── SOURCE RECORDS ──
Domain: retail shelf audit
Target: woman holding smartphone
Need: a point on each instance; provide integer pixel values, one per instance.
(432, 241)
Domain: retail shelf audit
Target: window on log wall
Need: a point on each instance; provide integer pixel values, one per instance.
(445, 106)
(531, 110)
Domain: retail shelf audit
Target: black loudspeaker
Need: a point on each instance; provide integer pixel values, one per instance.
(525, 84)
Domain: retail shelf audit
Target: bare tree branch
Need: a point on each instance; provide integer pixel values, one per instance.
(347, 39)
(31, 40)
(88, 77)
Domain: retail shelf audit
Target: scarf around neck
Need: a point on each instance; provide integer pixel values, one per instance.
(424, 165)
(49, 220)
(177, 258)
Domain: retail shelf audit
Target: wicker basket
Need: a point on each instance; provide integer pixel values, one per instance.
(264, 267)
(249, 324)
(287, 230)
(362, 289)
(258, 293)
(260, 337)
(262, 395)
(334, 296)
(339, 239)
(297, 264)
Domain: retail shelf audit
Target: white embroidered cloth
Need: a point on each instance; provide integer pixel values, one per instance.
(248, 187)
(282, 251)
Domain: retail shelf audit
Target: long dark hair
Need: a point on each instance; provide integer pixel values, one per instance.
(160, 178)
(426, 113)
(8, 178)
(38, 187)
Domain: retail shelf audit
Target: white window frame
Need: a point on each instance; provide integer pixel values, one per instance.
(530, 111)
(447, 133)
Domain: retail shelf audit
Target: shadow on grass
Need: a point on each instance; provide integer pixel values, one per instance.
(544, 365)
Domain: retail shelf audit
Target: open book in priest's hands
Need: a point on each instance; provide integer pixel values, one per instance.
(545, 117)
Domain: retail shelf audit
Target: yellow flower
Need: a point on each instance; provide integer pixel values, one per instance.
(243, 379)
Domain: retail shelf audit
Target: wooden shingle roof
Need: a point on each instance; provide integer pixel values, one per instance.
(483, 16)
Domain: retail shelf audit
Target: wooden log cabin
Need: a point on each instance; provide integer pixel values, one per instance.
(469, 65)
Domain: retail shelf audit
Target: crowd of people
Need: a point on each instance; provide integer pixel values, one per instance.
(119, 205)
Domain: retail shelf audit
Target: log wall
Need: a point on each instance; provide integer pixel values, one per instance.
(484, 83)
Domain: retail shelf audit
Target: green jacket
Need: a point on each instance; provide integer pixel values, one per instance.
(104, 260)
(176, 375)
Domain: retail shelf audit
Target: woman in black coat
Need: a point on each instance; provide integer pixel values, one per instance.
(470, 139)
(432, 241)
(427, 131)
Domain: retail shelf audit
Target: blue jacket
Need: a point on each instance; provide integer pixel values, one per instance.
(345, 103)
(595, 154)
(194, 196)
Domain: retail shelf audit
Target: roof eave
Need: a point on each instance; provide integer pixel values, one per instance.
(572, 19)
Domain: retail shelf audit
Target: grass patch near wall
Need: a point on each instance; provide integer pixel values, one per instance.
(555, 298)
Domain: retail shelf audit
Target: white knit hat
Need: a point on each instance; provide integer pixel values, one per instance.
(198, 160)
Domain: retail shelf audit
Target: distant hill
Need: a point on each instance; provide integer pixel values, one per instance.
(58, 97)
───
Your task is to output the full set of records exactly as presented.

Domain: retail shelf audit
Target: woman holding smartphone
Need: a point on each instance; provide integer pixel values, one per instance.
(432, 241)
Domain: retail shelf audit
Target: window on log wall
Need: a point on each instance; provide integer pixel values, one per instance.
(445, 106)
(531, 110)
Domain: retail shelf audit
Target: black loudspeaker
Need: a point on each instance; provide integer pixel values, one per instance.
(525, 84)
Domain: retail shelf audit
Target: bare tree branch
Need: a point on each instance; provide integer pixel values, one per instance.
(347, 39)
(31, 40)
(88, 77)
Domain: retail shelf audit
Target: scarf around neck
Need: a point on each instance; provide integer pixel values, one per instance.
(424, 165)
(49, 220)
(177, 258)
Domain: retail shelf audit
Target: wicker basket
Need: a point on each instance; provide integer pixel values, one per instance.
(264, 267)
(249, 324)
(287, 230)
(362, 289)
(258, 293)
(260, 337)
(262, 395)
(334, 296)
(339, 239)
(297, 264)
Domain: retail shelf audit
Target: white embroidered cloth
Need: a point on each instance; provide integer pixel values, one per instance.
(248, 187)
(282, 251)
Domain: retail shelf audit
Target: long dark hair
Need: a point on each instance; provide integer pixel values, one per instance.
(160, 178)
(426, 113)
(8, 178)
(38, 187)
Domain: retail shelf audit
Target: white window frame
Need: a point on each instance; provide integer pixel values, one per instance.
(530, 111)
(447, 133)
Domain: retail shelf audit
Target: shadow on grass
Need: a point on each instance; provide integer pixel values, one per instance.
(544, 365)
Domain: retail shelf audit
Target: open book in priest's hands
Need: a point on each instance; provide integer pixel values, one per instance.
(545, 117)
Domain: retail shelf audit
Target: yellow flower
Need: a point on each instance; provide integer pixel values, one per instance.
(243, 379)
Domain: retail shelf audit
Target: wooden shingle roof
Need: a point on each instance; provide integer pixel values, one per instance.
(483, 16)
Domain: retail shelf audit
Target: wooden log cabin
Need: a point on each instance; provide integer pixel values, one per instance.
(469, 65)
Domain: retail shelf audit
Target: crowd of people
Need: a point on each instance; provide integer pixel values, one per instance.
(119, 205)
Domain: retail shelf audit
Target: log wall
Need: a point on each instance; provide integer pixel values, one per instance.
(484, 83)
Domain: retail shelf audit
Target: green jacket
Need: a point on each instance; provide integer pixel values, one per instance.
(104, 260)
(176, 375)
Domain: retail shelf audit
Target: woman in black coat
Need: a point on each instance; provide integer pixel values, one per instance.
(470, 139)
(432, 241)
(427, 131)
Domain: retail shelf audit
Target: blue jacket
Need: a point on each instance; provide integer pixel values, one per instance.
(345, 103)
(595, 154)
(194, 196)
Domain: retail shelf audit
Target: roof eave
Need: a point on each instance; provide integer pixel values, one per instance.
(572, 19)
Domain: retail shelf audit
Target: grass patch near wall
Need: a point on each instance; provide integer pixel values, one per instance.
(555, 298)
Domain: retail shelf audit
Target: white knit hat
Need: a point on each instance; provide integer pixel values, one per instance.
(198, 160)
Domain: retail shelf audit
Target: distant hill
Need: a point on each instance; provide integer pixel values, one per instance.
(58, 97)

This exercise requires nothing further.